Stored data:

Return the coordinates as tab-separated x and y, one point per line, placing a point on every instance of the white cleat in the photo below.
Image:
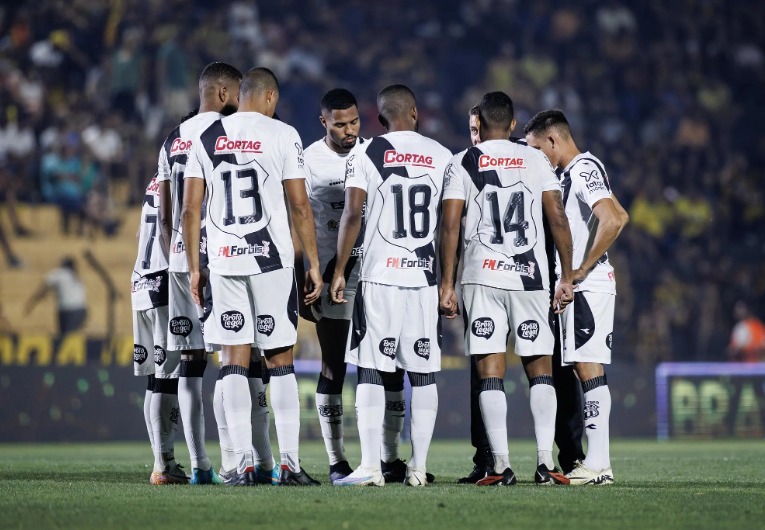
582	475
416	477
362	477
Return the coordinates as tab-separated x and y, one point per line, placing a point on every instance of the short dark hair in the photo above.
218	73
496	111
258	81
394	101
547	119
338	99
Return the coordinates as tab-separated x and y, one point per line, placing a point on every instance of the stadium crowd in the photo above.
89	88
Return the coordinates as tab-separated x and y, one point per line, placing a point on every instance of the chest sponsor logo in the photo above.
492	163
226	146
388	347
265	324
393	158
231	251
181	326
528	330
529	269
422	348
139	354
482	327
180	147
232	321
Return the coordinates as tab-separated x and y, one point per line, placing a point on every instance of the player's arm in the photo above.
350	226
552	203
305	230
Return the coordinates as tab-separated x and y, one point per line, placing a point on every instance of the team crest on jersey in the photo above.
422	348
483	327
528	330
232	321
224	146
181	326
139	354
265	324
388	347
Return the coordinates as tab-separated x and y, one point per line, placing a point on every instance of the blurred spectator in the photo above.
70	296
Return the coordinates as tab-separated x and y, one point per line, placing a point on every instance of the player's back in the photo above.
402	173
502	183
244	159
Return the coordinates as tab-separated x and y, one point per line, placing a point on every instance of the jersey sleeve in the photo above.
588	183
456	180
294	160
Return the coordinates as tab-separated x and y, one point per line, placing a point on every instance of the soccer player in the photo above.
596	219
151	358
325	164
249	162
218	95
506	187
395	314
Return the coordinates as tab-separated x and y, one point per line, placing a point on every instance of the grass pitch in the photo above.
695	485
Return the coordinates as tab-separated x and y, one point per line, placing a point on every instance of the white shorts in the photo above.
261	309
492	314
150	354
184	329
588	325
395	327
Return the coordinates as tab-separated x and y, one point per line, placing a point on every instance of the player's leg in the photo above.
333	337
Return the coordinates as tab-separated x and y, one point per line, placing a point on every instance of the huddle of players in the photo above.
240	206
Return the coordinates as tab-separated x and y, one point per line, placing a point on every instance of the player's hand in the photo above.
313	285
198	284
564	295
448	302
337	288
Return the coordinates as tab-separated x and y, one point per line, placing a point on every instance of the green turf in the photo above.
671	485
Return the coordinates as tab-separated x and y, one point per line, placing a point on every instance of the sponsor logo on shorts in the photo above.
266	324
159	355
528	330
181	326
483	327
232	321
388	347
422	348
139	354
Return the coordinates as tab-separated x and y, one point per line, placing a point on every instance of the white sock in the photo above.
423	421
237	407
393	424
285	400
370	411
261	440
164	421
228	460
597	409
192	411
544	406
493	404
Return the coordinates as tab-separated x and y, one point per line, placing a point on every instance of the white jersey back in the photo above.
402	173
244	158
149	278
502	183
171	167
325	173
584	183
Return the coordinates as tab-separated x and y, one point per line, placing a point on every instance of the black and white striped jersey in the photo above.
402	173
148	283
502	183
584	183
171	167
244	159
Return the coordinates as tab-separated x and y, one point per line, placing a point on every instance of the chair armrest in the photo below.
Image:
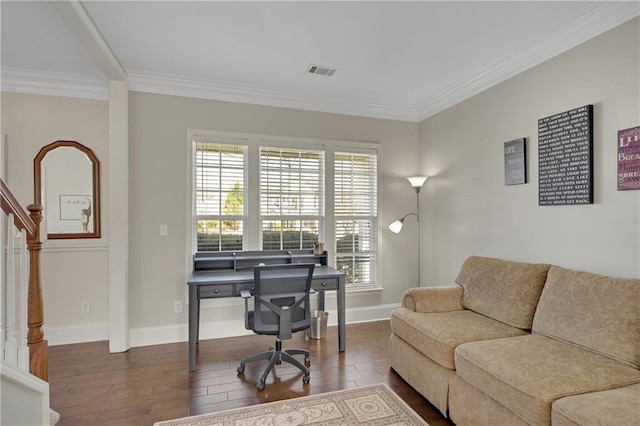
433	299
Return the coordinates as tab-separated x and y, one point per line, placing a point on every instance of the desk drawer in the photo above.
324	284
209	291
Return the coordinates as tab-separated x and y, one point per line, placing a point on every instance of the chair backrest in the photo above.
282	298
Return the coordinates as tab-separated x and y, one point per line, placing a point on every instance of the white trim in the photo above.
601	18
209	330
231	328
118	216
79	22
176	85
70	246
77	334
23	379
20	80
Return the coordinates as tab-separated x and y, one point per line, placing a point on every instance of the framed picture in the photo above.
629	159
515	162
565	158
73	206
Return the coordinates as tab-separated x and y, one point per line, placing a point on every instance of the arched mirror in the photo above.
67	185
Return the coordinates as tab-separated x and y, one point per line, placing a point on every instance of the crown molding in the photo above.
166	84
35	82
601	18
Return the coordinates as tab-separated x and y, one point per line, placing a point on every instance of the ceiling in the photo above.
396	60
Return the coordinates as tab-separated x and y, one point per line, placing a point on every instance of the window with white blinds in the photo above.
258	192
356	216
291	198
219	195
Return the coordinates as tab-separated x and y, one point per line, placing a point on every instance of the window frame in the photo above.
252	238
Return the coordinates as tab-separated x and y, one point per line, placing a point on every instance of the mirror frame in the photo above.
95	168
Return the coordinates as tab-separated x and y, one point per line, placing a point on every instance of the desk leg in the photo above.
321	300
194	313
341	316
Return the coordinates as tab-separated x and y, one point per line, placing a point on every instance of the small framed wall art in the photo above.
565	158
629	159
515	162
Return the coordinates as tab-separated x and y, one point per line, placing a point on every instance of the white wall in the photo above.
469	210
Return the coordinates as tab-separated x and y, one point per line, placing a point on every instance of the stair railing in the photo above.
22	308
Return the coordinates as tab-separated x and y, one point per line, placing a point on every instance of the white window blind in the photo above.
219	195
356	216
291	198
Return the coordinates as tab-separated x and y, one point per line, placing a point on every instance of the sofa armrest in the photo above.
433	299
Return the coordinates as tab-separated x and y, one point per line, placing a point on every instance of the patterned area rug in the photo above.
371	405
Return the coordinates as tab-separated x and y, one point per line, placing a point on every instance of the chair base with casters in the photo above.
281	308
276	356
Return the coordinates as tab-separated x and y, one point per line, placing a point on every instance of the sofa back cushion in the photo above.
598	313
501	289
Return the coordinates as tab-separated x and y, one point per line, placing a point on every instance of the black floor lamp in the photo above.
396	227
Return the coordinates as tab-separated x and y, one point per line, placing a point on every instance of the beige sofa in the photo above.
523	344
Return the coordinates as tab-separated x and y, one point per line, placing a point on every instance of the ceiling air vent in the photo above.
321	70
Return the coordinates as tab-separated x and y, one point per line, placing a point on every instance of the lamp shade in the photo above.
396	226
417	181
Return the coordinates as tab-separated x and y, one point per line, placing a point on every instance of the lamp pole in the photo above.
417	182
396	227
417	188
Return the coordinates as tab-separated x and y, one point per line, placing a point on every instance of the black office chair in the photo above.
281	306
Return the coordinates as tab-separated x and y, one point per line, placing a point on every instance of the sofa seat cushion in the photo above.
613	407
592	311
527	373
501	289
436	335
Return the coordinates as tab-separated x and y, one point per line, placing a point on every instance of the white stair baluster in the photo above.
22	287
10	347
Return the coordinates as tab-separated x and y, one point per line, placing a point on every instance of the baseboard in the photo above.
81	334
210	330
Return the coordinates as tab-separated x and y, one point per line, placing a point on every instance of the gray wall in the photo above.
468	208
465	207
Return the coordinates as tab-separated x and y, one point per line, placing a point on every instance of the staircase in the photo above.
23	350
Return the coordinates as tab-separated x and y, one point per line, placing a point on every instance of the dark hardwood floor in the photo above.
148	384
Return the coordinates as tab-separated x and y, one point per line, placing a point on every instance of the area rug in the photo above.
371	405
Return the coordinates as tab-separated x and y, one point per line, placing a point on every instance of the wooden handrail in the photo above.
11	206
38	359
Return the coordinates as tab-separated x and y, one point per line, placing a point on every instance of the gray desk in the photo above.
206	283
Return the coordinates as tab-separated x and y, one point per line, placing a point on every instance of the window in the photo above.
291	194
356	209
219	196
254	192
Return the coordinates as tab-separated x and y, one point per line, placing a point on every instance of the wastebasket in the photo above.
318	329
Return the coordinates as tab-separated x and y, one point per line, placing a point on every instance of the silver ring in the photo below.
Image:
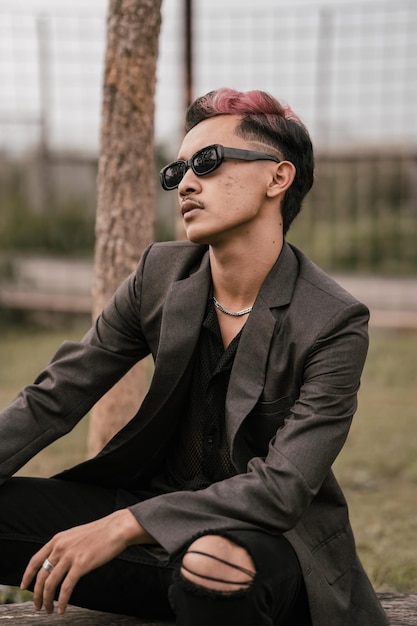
48	565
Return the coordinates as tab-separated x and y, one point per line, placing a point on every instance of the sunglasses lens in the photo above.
205	161
172	175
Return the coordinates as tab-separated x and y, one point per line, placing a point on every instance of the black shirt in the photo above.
199	452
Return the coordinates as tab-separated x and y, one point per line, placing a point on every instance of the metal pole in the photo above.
188	52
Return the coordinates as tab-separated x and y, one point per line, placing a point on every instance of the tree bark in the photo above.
126	181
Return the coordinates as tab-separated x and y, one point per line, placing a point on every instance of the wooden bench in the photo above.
401	609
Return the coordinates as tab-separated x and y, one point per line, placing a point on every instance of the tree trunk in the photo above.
126	179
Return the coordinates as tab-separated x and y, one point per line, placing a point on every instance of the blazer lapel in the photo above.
249	370
184	311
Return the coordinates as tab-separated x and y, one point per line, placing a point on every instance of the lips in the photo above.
190	205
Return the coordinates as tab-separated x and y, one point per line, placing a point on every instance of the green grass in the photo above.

Work instruction :: Pull every line with the string "below" from the data above.

Solution ::
Return the coordinates as tab-separated x and y, one point per line, placing a point on every instance of the white cleat in the photo below.
Return the coordinates as tab-separated x and y, one point per line, placing a point on every instance of the chair armrest in the photo below.
Return the coordinates as tab-separated x and y, one point per line, placing a point on every instance of the silver ring in the photo below.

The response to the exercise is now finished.